╭─ Input material
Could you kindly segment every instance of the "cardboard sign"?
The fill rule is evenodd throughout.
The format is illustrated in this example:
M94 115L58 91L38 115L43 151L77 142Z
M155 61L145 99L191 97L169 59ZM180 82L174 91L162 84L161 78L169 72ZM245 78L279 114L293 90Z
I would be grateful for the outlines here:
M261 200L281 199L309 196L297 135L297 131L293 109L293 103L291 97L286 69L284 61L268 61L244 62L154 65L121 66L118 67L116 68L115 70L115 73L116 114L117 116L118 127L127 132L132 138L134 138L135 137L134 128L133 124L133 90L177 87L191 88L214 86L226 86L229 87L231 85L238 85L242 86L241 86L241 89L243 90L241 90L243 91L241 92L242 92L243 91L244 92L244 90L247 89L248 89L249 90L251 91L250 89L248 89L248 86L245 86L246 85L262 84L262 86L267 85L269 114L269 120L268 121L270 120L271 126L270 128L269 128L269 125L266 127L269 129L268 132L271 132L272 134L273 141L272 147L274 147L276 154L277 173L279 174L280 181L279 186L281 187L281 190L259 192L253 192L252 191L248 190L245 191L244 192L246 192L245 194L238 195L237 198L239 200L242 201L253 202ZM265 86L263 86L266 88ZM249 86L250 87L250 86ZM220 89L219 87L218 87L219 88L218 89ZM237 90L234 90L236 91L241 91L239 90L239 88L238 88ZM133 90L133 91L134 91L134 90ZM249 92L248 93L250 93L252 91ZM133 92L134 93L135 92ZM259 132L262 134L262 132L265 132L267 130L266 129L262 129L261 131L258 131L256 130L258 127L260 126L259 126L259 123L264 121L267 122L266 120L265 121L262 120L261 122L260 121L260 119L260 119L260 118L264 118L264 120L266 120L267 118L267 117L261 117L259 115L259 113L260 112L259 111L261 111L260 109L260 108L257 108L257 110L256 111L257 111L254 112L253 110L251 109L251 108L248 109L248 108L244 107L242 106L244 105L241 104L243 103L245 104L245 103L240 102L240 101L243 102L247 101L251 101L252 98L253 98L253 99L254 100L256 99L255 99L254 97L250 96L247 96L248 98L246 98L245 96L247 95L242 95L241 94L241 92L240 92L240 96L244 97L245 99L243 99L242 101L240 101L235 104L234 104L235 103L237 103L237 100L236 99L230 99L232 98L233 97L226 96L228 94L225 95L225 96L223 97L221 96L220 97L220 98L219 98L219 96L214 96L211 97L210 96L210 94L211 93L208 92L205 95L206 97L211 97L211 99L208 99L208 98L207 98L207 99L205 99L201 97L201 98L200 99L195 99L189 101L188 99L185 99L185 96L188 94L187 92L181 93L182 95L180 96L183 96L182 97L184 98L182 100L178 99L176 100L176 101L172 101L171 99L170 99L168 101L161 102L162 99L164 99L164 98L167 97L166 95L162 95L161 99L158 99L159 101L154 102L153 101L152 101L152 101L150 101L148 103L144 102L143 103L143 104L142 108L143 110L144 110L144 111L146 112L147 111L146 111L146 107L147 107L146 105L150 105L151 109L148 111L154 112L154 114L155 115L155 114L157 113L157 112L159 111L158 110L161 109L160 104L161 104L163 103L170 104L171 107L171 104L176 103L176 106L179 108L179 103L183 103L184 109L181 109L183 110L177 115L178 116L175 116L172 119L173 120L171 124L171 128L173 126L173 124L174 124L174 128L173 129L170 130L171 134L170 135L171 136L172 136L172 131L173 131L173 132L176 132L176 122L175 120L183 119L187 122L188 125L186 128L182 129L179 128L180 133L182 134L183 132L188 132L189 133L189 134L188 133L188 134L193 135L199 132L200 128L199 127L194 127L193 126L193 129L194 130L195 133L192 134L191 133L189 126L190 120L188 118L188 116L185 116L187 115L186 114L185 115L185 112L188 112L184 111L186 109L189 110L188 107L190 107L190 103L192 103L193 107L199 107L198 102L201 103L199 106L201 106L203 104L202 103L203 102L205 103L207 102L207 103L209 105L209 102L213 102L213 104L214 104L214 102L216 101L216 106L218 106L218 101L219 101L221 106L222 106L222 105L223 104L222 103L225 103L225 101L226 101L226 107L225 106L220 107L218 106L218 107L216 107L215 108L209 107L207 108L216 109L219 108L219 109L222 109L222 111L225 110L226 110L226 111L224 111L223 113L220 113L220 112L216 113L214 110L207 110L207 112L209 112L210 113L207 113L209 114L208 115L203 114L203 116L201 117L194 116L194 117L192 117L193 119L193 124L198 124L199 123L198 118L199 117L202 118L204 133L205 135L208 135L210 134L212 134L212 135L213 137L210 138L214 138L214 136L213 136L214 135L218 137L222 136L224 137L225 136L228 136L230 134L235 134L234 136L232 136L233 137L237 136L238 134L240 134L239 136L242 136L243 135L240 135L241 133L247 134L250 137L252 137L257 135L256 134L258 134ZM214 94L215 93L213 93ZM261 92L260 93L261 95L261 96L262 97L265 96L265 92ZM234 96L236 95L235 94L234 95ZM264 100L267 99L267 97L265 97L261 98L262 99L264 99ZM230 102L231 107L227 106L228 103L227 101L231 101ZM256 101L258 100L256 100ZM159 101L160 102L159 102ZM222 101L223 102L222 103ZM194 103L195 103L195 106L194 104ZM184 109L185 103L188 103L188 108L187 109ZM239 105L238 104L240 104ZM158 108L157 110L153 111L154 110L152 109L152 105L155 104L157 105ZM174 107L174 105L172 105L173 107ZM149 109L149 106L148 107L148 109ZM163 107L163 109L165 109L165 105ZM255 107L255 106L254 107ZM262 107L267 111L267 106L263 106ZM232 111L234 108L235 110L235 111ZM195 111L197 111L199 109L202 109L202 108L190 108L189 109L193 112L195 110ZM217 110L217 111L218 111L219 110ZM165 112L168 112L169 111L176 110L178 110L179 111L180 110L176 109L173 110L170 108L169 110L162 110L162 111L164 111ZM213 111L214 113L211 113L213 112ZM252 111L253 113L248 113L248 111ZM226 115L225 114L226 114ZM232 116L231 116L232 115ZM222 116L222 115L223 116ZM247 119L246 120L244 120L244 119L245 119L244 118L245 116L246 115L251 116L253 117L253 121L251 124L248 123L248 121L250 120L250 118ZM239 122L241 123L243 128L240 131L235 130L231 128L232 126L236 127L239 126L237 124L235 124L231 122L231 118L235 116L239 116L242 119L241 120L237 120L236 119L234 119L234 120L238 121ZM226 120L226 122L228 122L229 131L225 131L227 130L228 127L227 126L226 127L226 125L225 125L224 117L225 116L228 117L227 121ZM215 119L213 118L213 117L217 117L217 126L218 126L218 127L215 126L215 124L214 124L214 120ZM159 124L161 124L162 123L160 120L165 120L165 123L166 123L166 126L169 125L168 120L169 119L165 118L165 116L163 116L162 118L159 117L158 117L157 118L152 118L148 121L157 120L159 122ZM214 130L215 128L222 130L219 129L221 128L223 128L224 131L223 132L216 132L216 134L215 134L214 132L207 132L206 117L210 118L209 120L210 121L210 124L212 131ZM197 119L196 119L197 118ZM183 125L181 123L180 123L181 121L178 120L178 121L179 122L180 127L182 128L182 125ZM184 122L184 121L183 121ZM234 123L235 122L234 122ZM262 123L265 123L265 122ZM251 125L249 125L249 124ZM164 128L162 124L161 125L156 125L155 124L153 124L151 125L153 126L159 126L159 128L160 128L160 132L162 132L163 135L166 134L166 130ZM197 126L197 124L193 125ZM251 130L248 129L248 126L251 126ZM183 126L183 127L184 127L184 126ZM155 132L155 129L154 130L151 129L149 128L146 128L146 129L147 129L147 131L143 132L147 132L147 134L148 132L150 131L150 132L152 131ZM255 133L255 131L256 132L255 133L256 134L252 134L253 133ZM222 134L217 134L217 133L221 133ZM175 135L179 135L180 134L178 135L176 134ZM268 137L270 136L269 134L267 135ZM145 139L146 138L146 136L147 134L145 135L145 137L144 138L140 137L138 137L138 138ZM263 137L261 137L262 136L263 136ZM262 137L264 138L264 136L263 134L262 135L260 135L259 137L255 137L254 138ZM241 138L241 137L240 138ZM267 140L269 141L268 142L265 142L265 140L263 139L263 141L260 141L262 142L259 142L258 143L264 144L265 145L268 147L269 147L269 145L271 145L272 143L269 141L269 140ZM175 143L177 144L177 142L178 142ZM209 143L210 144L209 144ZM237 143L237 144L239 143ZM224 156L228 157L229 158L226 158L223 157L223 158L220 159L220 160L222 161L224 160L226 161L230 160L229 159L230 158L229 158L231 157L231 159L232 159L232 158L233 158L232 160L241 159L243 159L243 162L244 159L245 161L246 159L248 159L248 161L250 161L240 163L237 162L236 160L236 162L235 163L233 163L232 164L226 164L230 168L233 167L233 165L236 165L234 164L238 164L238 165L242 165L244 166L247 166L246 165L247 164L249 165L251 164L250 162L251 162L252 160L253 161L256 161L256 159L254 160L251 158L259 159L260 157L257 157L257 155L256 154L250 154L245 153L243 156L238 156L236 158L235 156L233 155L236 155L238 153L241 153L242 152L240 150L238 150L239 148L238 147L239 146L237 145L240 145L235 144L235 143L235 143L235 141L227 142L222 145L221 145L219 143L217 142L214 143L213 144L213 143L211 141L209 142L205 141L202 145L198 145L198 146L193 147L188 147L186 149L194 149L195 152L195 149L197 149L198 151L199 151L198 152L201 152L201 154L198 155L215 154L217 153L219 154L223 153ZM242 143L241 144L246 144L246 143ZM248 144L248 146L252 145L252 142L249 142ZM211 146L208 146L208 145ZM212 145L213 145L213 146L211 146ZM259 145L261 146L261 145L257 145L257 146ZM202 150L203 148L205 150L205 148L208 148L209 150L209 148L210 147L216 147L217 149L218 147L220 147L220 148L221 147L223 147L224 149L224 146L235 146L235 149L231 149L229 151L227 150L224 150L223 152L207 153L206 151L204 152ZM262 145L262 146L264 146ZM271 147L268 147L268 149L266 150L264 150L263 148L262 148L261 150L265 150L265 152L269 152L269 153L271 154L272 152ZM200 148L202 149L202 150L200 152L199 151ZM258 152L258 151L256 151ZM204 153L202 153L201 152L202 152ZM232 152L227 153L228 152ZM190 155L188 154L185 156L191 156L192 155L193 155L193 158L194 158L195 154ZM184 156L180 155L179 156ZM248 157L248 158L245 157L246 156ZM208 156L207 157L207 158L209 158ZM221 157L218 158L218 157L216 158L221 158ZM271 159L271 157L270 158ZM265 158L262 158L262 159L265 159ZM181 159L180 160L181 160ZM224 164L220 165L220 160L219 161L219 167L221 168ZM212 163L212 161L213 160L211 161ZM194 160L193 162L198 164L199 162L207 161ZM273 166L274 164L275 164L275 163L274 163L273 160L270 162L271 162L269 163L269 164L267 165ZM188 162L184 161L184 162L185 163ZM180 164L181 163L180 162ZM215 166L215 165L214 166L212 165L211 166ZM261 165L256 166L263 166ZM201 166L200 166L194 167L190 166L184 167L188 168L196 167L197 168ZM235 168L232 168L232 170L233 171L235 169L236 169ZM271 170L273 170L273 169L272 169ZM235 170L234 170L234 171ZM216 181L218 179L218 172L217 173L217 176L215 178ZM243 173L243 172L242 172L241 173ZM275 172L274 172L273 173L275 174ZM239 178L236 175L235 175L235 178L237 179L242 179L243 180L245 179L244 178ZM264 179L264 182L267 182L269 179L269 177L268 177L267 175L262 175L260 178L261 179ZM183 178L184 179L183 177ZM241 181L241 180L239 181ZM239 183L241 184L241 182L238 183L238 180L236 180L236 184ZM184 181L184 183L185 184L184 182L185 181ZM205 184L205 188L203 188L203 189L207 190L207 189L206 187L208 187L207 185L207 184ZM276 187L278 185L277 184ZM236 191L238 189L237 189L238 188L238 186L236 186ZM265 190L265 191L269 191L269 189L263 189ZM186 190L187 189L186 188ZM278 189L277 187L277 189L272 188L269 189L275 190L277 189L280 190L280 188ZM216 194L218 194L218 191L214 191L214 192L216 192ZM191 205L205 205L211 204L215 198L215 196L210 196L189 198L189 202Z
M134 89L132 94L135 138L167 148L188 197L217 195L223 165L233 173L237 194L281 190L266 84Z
╰─
__Problem details__: Copy out the lines of the records above verbatim, from the first line through the line containing "I would be grateful".

__Exercise answer__:
Could you kindly segment every instance of the "cardboard sign"?
The fill rule is evenodd throughout.
The format is illustrated in this example:
M94 115L58 91L38 115L43 151L77 142Z
M155 61L145 99L191 97L169 59ZM180 82L174 91L162 84L161 78L169 72ZM245 78L279 114L293 90Z
I would be grateful for the outlines here:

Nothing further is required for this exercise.